— À faire —
• a. Répondez aux questions suivantes d'après l'arrêt :
(i) À quelle date le tribunal administratif de Marseille a-t-il rendu son jugement ?
(ii) À quelle date la requête de M. D... a-t-elle été enregistrée ?
(iii) Quelle somme M. D... demande-t-il de mettre à la charge de l'Etat ?
• b. Mettez à jour le passage de l'arrêt allant de « 2°) de prononcer » jusqu'à « de justice administrative. », en remplaçant « 5 000 euros » par « 3 000 euros ».

— Extrait de l'arrêt —
☆ ☆ ☆

France | France, Cour administrative d'appel de Marseille, 3ème chambre, 19 novembre 2020, 19MA01433


Vu la procédure suivante :

Procédure contentieuse antérieure :

Le directeur de contrôle fiscal Sud-Est a, en application des articles R. 199-1 du livre des procédures fiscales, soumis d'office au tribunal administratif de Marseille, la réclamation présentée par M. A... D... par laquelle ce dernier a demandé la décharge des cotisations supplémentaires d'impôt sur le revenu et des prélèvements sociaux auxquels il a été assujetti au titre des années 2012 et 2013 ainsi que des pénalités correspondantes.

Par un jugement n° 1802016 en date du 23 janvier 2019,

le tribunal administratif de Marseille a rejeté cette demande.

Procédure devant la ...

Vu la procédure suivante :

Procédure contentieuse antérieure :

Le directeur de contrôle fiscal Sud-Est a, en application des articles R. 199-1 du livre des procédures fiscales, soumis d'office au tribunal administratif de Marseille, la réclamation présentée par M. A... D... par laquelle ce dernier a demandé la décharge des cotisations supplémentaires d'impôt sur le revenu et des prélèvements sociaux auxquels il a été assujetti au titre des années 2012 et 2013 ainsi que des pénalités correspondantes.

Par un jugement n° 1802016 en date du 23 janvier 2019, le tribunal administratif de Marseille a rejeté cette demande.

Procédure devant la Cour :

Par une requête, enregistrée le 27 mars 2019, M. D... représenté par le cabinet d'avocat Delambre et associés, demande à la Cour :

1°) d'annuler ce jugement du 23 janvier 2019 du tribunal administratif de Marseille ;

2°) de prononcer la décharge des cotisations supplémentaires d'impôt sur le revenu et des prélèvements sociaux auxquels il a été assujetti au titre des années 2012 et 2013 ainsi que des majorations et des intérêts de retard correspondants ;

3°) de mettre à la charge de l'Etat la somme de 5 000 euros au titre des dispositions de l'article L. 761-1 du code de justice administrative.

☆ ☆ ☆

— Données —
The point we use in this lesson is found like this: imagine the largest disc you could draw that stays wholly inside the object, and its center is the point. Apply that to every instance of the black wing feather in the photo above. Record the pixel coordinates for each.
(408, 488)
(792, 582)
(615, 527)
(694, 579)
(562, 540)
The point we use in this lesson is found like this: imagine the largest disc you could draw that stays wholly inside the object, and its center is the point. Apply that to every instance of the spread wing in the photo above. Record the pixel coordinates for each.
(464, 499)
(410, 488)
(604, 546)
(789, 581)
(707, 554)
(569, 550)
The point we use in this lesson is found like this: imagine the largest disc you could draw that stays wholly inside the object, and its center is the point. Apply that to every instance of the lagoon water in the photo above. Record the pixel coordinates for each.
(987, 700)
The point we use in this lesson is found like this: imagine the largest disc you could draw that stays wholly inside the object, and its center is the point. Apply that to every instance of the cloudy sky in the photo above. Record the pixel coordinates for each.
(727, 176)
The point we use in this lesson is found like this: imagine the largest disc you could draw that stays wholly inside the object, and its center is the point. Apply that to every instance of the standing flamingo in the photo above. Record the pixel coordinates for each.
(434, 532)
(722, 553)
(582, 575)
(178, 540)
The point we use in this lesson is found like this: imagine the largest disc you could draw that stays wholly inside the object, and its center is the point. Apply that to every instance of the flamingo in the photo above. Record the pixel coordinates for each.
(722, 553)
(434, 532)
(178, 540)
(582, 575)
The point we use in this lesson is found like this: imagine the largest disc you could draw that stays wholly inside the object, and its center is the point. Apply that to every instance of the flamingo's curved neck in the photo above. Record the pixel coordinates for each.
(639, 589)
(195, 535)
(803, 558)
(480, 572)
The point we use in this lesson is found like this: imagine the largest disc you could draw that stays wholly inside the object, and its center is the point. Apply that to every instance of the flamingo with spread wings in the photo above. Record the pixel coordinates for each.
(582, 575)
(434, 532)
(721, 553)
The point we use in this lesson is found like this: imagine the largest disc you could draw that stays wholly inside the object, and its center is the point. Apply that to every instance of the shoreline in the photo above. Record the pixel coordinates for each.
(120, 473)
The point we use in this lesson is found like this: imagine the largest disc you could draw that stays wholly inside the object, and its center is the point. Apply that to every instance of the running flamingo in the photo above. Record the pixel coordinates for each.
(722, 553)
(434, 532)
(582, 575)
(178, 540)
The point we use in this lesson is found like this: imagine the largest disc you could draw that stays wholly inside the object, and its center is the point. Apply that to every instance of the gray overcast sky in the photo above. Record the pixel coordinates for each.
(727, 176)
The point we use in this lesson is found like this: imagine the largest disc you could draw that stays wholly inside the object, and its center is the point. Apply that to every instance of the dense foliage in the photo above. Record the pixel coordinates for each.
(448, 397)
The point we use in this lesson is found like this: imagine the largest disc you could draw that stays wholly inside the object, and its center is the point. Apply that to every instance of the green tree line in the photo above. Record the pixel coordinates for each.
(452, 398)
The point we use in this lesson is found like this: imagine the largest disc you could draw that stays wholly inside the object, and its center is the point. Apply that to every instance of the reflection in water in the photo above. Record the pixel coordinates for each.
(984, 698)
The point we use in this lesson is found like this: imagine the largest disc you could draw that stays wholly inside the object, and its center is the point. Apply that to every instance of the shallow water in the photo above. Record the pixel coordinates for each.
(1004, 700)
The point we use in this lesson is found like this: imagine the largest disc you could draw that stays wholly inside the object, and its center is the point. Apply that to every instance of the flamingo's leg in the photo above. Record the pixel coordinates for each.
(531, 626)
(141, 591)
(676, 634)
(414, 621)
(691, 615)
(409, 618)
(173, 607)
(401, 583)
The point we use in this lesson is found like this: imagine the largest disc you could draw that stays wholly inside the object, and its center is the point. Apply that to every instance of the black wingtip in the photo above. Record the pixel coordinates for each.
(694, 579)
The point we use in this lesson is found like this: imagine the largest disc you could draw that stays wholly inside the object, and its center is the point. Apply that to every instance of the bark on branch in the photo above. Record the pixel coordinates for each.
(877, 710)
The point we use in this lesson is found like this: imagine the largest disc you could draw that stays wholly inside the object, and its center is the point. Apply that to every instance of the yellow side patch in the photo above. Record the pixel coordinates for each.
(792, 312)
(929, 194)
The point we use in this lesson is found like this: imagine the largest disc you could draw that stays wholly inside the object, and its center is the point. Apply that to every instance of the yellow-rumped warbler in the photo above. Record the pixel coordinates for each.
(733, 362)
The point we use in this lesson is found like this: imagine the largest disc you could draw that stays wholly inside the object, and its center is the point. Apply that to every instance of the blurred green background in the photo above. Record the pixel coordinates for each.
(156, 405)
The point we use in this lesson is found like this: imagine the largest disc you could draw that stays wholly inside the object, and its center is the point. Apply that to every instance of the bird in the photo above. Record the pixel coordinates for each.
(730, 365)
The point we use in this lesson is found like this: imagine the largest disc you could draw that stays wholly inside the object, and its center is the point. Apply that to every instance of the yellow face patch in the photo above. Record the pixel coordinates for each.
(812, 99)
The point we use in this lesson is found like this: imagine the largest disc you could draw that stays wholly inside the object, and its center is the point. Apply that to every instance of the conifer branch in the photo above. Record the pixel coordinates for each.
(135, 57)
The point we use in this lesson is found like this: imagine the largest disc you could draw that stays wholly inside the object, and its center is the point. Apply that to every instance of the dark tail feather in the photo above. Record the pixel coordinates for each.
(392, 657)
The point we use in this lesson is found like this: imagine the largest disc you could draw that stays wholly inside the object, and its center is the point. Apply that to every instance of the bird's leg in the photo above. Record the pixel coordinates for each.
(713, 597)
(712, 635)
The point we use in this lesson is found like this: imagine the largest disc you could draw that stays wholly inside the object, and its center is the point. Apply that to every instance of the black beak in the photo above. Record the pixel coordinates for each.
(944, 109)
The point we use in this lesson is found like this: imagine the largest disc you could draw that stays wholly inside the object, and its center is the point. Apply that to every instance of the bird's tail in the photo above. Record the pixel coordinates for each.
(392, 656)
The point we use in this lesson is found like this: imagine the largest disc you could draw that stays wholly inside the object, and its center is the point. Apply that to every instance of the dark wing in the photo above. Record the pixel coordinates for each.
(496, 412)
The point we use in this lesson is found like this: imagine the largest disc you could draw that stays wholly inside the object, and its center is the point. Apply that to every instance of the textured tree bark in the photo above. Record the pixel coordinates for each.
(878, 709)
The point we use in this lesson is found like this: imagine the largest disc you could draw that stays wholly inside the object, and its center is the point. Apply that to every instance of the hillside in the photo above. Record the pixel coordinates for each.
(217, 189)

☆ ☆ ☆

— Réponses —
• a.
(i) Le 23 janvier 2019.
(ii) Le 27 mars 2019.
(iii) La somme de 5 000 euros.

• b.
2°) de prononcer la décharge des cotisations supplémentaires d'impôt sur le revenu et des prélèvements sociaux auxquels il a été assujetti au titre des années 2012 et 2013 ainsi que des majorations et des intérêts de retard correspondants ;

3°) de mettre à la charge de l'Etat la somme de 3 000 euros au titre des dispositions de l'article L. 761-1 du code de justice administrative.